Exercise objective. Rewrite the entries as a numbered list, starting at the line that contains "--target metal chain" and ending at the line that contains "137), (257, 137)]". Skip blank lines and leave out the pictures.
===
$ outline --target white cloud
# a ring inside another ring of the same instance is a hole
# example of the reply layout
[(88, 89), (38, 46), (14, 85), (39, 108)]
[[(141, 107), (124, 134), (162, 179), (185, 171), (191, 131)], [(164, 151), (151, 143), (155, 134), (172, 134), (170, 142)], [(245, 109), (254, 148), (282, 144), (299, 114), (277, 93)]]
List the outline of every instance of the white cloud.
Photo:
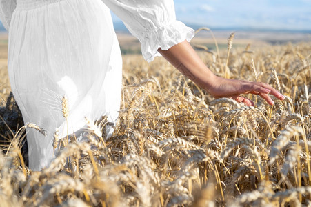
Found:
[(212, 6), (207, 5), (207, 4), (203, 4), (202, 6), (200, 6), (200, 8), (201, 8), (201, 10), (204, 10), (208, 12), (213, 12), (214, 10), (214, 8), (212, 8)]

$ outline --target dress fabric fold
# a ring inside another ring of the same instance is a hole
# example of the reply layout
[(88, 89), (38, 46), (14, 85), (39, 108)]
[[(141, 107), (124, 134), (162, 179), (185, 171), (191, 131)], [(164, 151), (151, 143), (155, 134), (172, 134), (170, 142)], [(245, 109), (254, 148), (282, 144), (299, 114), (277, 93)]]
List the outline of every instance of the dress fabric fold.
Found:
[[(143, 10), (149, 6), (149, 12), (137, 16), (135, 3), (144, 6)], [(6, 7), (12, 12), (4, 13), (9, 11)], [(9, 31), (12, 90), (24, 122), (46, 131), (43, 136), (27, 129), (31, 170), (47, 167), (55, 157), (57, 130), (65, 137), (82, 130), (86, 117), (94, 121), (106, 115), (114, 123), (118, 117), (122, 59), (110, 9), (141, 41), (145, 59), (152, 61), (159, 48), (167, 50), (194, 35), (176, 21), (170, 0), (0, 0), (0, 18)]]

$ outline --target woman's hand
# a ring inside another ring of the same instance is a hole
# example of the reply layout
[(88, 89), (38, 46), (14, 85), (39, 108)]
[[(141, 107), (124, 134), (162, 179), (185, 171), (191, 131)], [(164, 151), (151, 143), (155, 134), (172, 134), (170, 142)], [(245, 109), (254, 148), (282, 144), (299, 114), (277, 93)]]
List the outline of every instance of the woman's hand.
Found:
[(270, 105), (274, 103), (269, 94), (280, 100), (284, 99), (280, 92), (268, 84), (228, 79), (216, 76), (202, 62), (187, 41), (178, 43), (168, 50), (159, 48), (158, 51), (178, 70), (215, 98), (230, 97), (247, 106), (254, 106), (254, 102), (241, 97), (241, 94), (260, 95)]
[(204, 89), (214, 98), (230, 97), (238, 102), (242, 102), (247, 106), (254, 106), (253, 101), (240, 96), (241, 94), (254, 94), (260, 95), (270, 105), (274, 102), (269, 97), (274, 95), (280, 100), (284, 99), (284, 96), (268, 84), (260, 82), (250, 82), (234, 79), (228, 79), (214, 76), (214, 80), (210, 86)]

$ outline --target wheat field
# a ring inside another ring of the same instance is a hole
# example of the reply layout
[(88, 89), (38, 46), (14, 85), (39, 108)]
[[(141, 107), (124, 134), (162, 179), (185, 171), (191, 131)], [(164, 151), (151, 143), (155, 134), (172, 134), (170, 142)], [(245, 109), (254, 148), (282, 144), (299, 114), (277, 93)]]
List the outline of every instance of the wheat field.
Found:
[(55, 136), (66, 147), (32, 172), (23, 131), (44, 129), (22, 126), (1, 80), (0, 206), (311, 206), (311, 43), (195, 47), (217, 75), (270, 83), (285, 99), (271, 106), (249, 95), (254, 107), (214, 99), (163, 58), (148, 64), (127, 55), (113, 135), (105, 117), (87, 120), (88, 141)]

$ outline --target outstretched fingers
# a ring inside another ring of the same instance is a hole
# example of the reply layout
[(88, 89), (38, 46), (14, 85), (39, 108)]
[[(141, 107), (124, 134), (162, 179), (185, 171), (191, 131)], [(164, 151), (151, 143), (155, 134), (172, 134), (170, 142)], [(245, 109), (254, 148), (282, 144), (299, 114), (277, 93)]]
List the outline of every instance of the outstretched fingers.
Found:
[(285, 99), (284, 96), (279, 91), (271, 87), (268, 84), (260, 82), (248, 82), (242, 88), (243, 92), (241, 93), (252, 93), (259, 95), (262, 97), (267, 102), (273, 105), (274, 102), (268, 95), (270, 94), (280, 100)]

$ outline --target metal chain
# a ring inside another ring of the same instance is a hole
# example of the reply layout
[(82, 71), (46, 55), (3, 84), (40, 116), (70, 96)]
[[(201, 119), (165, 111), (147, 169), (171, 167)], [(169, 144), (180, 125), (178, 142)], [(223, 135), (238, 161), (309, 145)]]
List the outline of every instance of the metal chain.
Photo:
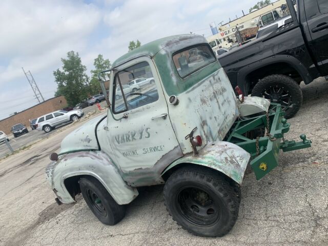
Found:
[(270, 132), (270, 119), (269, 117), (269, 112), (266, 112), (266, 136), (271, 136)]
[(256, 138), (256, 155), (258, 155), (260, 154), (260, 147), (259, 146), (258, 141), (260, 140), (260, 137), (257, 137)]

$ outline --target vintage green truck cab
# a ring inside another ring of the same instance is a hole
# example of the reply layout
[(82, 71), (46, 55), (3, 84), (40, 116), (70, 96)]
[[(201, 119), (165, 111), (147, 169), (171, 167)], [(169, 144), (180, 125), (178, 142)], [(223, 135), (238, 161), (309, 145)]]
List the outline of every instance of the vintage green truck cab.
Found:
[(237, 220), (248, 164), (260, 179), (280, 149), (311, 146), (305, 135), (284, 140), (290, 125), (280, 105), (236, 96), (201, 36), (143, 45), (99, 77), (105, 95), (110, 77), (107, 115), (68, 135), (46, 173), (58, 203), (81, 193), (107, 224), (122, 219), (138, 187), (165, 184), (174, 220), (195, 235), (222, 236)]

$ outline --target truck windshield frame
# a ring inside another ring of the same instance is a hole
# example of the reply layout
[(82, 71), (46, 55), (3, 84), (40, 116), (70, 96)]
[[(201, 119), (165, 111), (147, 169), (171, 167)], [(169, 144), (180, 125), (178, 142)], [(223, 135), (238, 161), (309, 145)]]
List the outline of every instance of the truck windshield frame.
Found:
[[(202, 60), (199, 60), (200, 59)], [(213, 50), (209, 45), (206, 44), (180, 50), (172, 55), (172, 60), (178, 74), (182, 78), (188, 77), (217, 60)]]

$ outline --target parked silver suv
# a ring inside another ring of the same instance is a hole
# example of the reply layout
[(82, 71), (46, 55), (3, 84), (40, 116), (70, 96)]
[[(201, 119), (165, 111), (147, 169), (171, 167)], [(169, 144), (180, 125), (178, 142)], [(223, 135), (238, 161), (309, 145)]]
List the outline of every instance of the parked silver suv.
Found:
[(38, 118), (35, 123), (35, 127), (38, 131), (43, 130), (46, 132), (49, 132), (60, 125), (77, 120), (84, 114), (84, 112), (79, 109), (68, 112), (58, 110)]

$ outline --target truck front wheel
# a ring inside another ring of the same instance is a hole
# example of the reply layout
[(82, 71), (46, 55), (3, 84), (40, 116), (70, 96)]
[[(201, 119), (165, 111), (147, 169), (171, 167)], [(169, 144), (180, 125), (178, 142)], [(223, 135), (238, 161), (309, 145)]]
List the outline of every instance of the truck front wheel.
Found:
[(240, 190), (215, 171), (201, 167), (178, 169), (164, 187), (168, 211), (189, 232), (221, 237), (237, 220)]
[(296, 114), (303, 99), (302, 91), (297, 83), (290, 77), (281, 74), (270, 75), (261, 79), (252, 91), (252, 95), (281, 104), (285, 111), (286, 118)]
[(80, 189), (89, 208), (102, 223), (113, 225), (125, 215), (125, 208), (119, 205), (102, 184), (93, 177), (81, 178)]

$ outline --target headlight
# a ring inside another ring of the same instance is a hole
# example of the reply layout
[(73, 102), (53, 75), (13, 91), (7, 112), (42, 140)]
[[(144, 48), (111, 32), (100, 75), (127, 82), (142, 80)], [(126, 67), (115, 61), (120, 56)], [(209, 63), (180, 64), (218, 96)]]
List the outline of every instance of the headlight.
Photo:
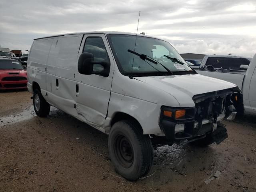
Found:
[(178, 120), (193, 119), (194, 118), (195, 114), (196, 108), (194, 107), (181, 108), (163, 106), (162, 108), (163, 118)]

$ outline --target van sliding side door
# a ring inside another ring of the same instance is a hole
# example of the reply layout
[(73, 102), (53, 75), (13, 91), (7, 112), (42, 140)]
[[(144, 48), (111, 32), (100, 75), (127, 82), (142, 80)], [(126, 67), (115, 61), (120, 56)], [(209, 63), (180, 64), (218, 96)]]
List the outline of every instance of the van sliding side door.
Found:
[[(77, 62), (76, 67), (76, 84), (74, 91), (76, 92), (78, 118), (104, 132), (103, 127), (110, 96), (114, 58), (104, 34), (85, 34), (78, 58), (83, 52), (92, 53), (95, 61), (109, 60), (110, 62), (110, 72), (107, 77), (96, 74), (80, 74), (78, 70)], [(100, 68), (98, 70), (100, 70)]]
[(46, 73), (49, 102), (75, 116), (74, 76), (82, 37), (82, 34), (77, 34), (56, 37), (51, 47)]

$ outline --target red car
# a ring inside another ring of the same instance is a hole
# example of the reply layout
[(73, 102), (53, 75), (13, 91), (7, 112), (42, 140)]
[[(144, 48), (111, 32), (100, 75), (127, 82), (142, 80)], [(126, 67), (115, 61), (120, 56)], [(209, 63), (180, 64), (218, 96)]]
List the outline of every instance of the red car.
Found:
[(0, 90), (26, 89), (27, 71), (18, 61), (0, 58)]

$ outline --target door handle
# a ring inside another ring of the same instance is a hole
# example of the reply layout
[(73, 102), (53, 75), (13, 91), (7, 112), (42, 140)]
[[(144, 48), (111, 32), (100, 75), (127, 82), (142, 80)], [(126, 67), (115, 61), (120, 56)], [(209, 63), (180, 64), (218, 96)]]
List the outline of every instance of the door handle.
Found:
[(79, 92), (79, 85), (78, 84), (76, 84), (76, 93)]

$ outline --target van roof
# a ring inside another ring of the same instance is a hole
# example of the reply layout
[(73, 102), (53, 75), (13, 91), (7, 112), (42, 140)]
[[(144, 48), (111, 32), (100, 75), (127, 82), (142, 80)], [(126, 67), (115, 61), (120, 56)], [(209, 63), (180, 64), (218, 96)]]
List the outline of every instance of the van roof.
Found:
[[(75, 35), (77, 34), (124, 34), (124, 35), (136, 35), (136, 33), (129, 33), (128, 32), (120, 32), (118, 31), (90, 31), (90, 32), (78, 32), (76, 33), (66, 33), (64, 34), (60, 34), (59, 35), (52, 35), (50, 36), (47, 36), (46, 37), (41, 37), (40, 38), (37, 38), (36, 39), (34, 39), (34, 40), (37, 40), (38, 39), (44, 39), (45, 38), (50, 38), (51, 37), (58, 37), (60, 36), (64, 36), (64, 35)], [(147, 37), (150, 37), (151, 38), (154, 38), (155, 39), (160, 39), (158, 38), (157, 38), (154, 37), (152, 37), (151, 36), (149, 36), (148, 35), (142, 35), (140, 34), (137, 34), (138, 36), (141, 36), (142, 37), (146, 36)]]

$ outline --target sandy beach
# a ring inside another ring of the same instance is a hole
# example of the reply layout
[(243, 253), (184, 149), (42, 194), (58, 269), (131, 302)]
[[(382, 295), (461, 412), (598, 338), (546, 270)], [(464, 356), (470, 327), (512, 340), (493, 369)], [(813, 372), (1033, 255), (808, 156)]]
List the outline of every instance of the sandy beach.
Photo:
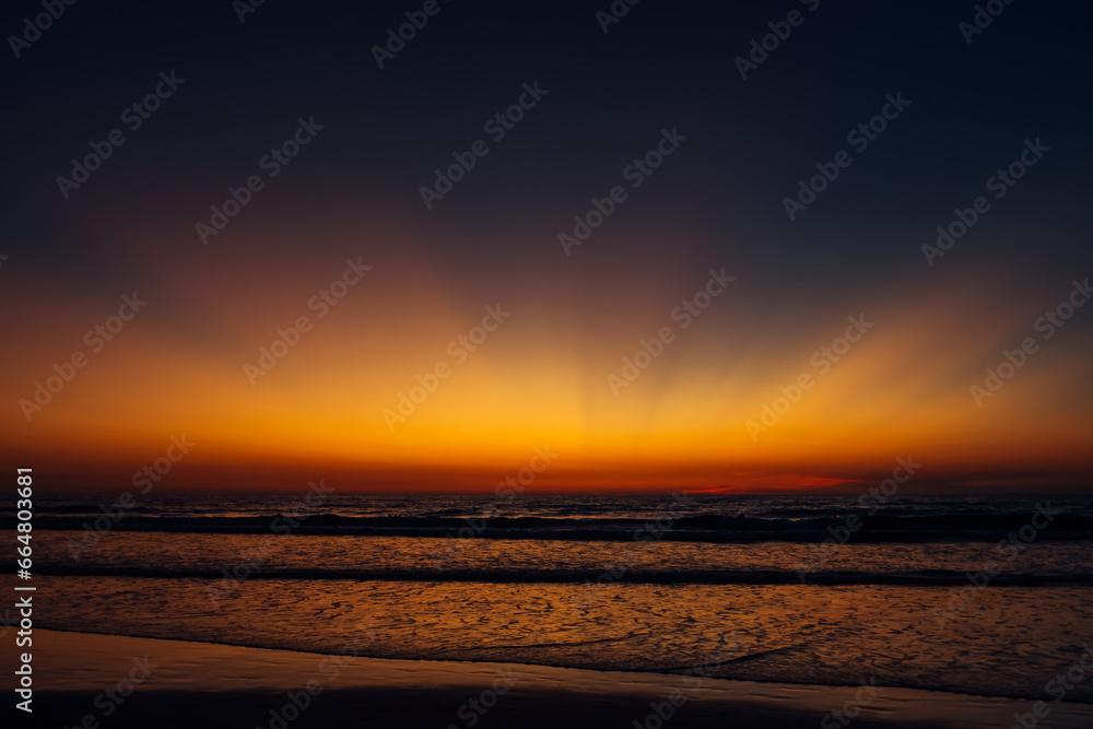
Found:
[[(1004, 728), (1032, 707), (884, 686), (387, 660), (56, 631), (35, 631), (34, 650), (32, 721), (43, 727), (826, 728), (848, 726), (854, 715), (856, 727)], [(1091, 722), (1093, 706), (1061, 703), (1036, 726)]]

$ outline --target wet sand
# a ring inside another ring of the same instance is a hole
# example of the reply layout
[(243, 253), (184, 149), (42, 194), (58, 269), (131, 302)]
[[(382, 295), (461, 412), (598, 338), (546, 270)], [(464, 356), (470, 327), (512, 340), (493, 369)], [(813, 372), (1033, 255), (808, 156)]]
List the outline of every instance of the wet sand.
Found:
[[(14, 656), (4, 651), (4, 670), (11, 670)], [(117, 729), (343, 724), (1006, 729), (1014, 713), (1032, 709), (1027, 701), (883, 686), (356, 658), (37, 630), (33, 667), (34, 713), (20, 718), (54, 729), (95, 729), (94, 722)], [(842, 721), (832, 716), (843, 708), (855, 715), (853, 722), (848, 715)], [(1037, 728), (1093, 726), (1093, 705), (1049, 709)]]

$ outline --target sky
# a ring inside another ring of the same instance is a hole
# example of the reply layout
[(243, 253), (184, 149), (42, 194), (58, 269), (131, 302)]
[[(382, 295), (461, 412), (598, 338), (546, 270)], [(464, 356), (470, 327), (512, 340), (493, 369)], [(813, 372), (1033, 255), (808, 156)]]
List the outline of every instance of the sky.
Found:
[(1086, 490), (1090, 10), (991, 9), (9, 3), (0, 452)]

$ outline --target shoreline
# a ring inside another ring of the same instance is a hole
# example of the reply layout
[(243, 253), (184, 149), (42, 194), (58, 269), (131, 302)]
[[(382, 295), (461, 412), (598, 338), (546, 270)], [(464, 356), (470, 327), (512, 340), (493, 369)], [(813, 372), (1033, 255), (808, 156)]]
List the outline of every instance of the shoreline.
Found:
[[(208, 712), (193, 712), (216, 705), (227, 713), (223, 726), (280, 729), (277, 715), (270, 712), (284, 708), (290, 692), (295, 692), (296, 704), (287, 705), (286, 715), (306, 704), (306, 709), (291, 719), (294, 728), (329, 726), (359, 717), (372, 721), (383, 718), (409, 727), (463, 727), (472, 726), (471, 719), (473, 724), (481, 719), (483, 726), (556, 726), (564, 720), (568, 726), (634, 727), (634, 721), (645, 726), (648, 719), (654, 729), (656, 720), (667, 714), (673, 728), (724, 727), (727, 718), (736, 718), (763, 721), (768, 729), (775, 729), (816, 726), (825, 719), (828, 726), (842, 727), (853, 713), (854, 724), (862, 728), (1004, 729), (1014, 724), (1015, 713), (1029, 713), (1034, 704), (917, 689), (761, 683), (526, 663), (359, 658), (52, 630), (37, 630), (34, 638), (34, 718), (37, 721), (48, 716), (55, 727), (79, 726), (85, 715), (103, 718), (106, 709), (96, 706), (108, 706), (111, 701), (103, 698), (104, 690), (124, 684), (134, 671), (133, 681), (139, 683), (124, 705), (115, 706), (111, 726), (148, 726), (152, 720), (162, 727), (196, 720), (208, 725), (216, 719)], [(315, 692), (310, 696), (309, 686)], [(200, 696), (200, 707), (195, 706), (195, 695)], [(479, 702), (478, 709), (471, 706), (472, 699)], [(483, 702), (492, 708), (484, 709)], [(1049, 714), (1037, 720), (1037, 727), (1093, 726), (1091, 704), (1062, 702), (1048, 706)], [(477, 713), (480, 709), (481, 715)], [(834, 710), (847, 714), (841, 721), (832, 716)], [(164, 724), (167, 719), (176, 724)]]

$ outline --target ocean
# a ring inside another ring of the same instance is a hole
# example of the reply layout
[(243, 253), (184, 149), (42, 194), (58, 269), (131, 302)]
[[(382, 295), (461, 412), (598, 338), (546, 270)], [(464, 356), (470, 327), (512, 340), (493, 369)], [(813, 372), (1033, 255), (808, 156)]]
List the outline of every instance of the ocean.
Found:
[(1093, 497), (308, 493), (37, 497), (35, 624), (1093, 702)]

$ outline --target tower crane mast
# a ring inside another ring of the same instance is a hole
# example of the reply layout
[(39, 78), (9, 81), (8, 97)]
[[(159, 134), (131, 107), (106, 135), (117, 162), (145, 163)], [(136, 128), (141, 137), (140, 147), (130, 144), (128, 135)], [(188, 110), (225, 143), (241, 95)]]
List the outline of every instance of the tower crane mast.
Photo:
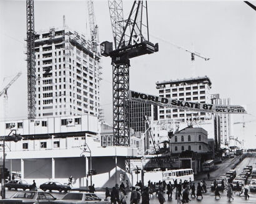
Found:
[(26, 0), (27, 118), (36, 118), (36, 68), (34, 0)]
[(87, 9), (89, 15), (89, 23), (90, 25), (91, 40), (92, 41), (92, 49), (94, 53), (97, 52), (99, 43), (99, 30), (95, 18), (94, 7), (92, 1), (87, 1)]
[[(113, 44), (101, 44), (101, 53), (112, 59), (113, 75), (114, 144), (130, 145), (129, 90), (130, 58), (158, 51), (158, 44), (149, 39), (147, 3), (134, 1), (127, 19), (124, 21), (122, 2), (109, 1)], [(145, 19), (145, 22), (142, 20)], [(145, 30), (146, 35), (142, 35)]]

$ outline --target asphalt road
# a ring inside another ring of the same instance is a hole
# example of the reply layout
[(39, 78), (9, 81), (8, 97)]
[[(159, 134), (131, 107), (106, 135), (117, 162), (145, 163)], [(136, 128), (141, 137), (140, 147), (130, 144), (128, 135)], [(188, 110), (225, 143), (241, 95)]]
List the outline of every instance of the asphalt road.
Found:
[[(220, 175), (224, 175), (225, 174), (227, 171), (232, 169), (232, 165), (239, 160), (239, 157), (229, 159), (225, 160), (222, 164), (219, 164), (218, 169), (215, 170), (214, 172), (212, 172), (210, 173), (210, 180), (212, 180), (215, 177), (217, 177)], [(243, 161), (241, 162), (240, 164), (239, 164), (237, 167), (235, 168), (237, 170), (237, 174), (240, 174), (244, 167), (247, 165), (252, 165), (254, 167), (256, 167), (256, 157), (247, 157), (244, 159)], [(201, 179), (200, 177), (205, 177), (205, 175), (201, 175), (199, 177), (199, 179)], [(207, 181), (207, 186), (208, 187), (210, 187), (210, 183), (211, 181)], [(208, 184), (209, 183), (209, 184)], [(16, 192), (15, 190), (6, 190), (6, 198), (10, 197), (12, 195), (13, 195)], [(105, 198), (105, 193), (104, 192), (96, 192), (97, 195), (101, 198), (102, 200)], [(57, 199), (61, 199), (63, 196), (65, 195), (64, 193), (55, 193), (53, 192), (52, 193), (55, 197)], [(128, 195), (128, 201), (130, 198), (130, 194)], [(248, 200), (245, 200), (245, 197), (242, 195), (241, 197), (238, 195), (238, 192), (237, 194), (235, 192), (234, 195), (234, 200), (229, 201), (228, 198), (227, 197), (227, 192), (224, 191), (224, 192), (220, 192), (220, 199), (215, 199), (214, 193), (210, 191), (210, 189), (209, 189), (208, 192), (205, 193), (203, 194), (204, 198), (201, 200), (197, 200), (196, 198), (190, 198), (191, 201), (189, 203), (207, 203), (207, 204), (211, 204), (211, 203), (232, 203), (233, 204), (244, 204), (244, 203), (256, 203), (256, 193), (250, 193), (249, 192), (250, 198)], [(165, 196), (165, 203), (177, 203), (177, 200), (175, 198), (172, 199), (172, 200), (167, 200), (167, 195)], [(127, 202), (128, 203), (129, 202)], [(157, 197), (155, 196), (154, 198), (152, 198), (150, 200), (150, 204), (158, 204), (159, 203)]]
===
Result of this task.
1. $ outline --target metal chain
2. # a ring inside another ring of the same instance is a hole
3. # example of the reply layout
4. [(82, 71), (46, 55), (3, 84), (40, 116), (70, 96)]
5. [[(201, 119), (165, 111), (147, 169), (171, 167)], [(169, 144), (180, 125), (178, 142)], [(223, 135), (238, 161), (309, 145)]]
6. List the outline of every instance of the metal chain.
7. Photo:
8. Found:
9. [(270, 132), (270, 119), (269, 117), (269, 112), (266, 112), (266, 136), (271, 136)]
10. [(256, 138), (256, 155), (258, 155), (260, 154), (260, 147), (259, 146), (258, 141), (260, 140), (260, 137), (257, 137)]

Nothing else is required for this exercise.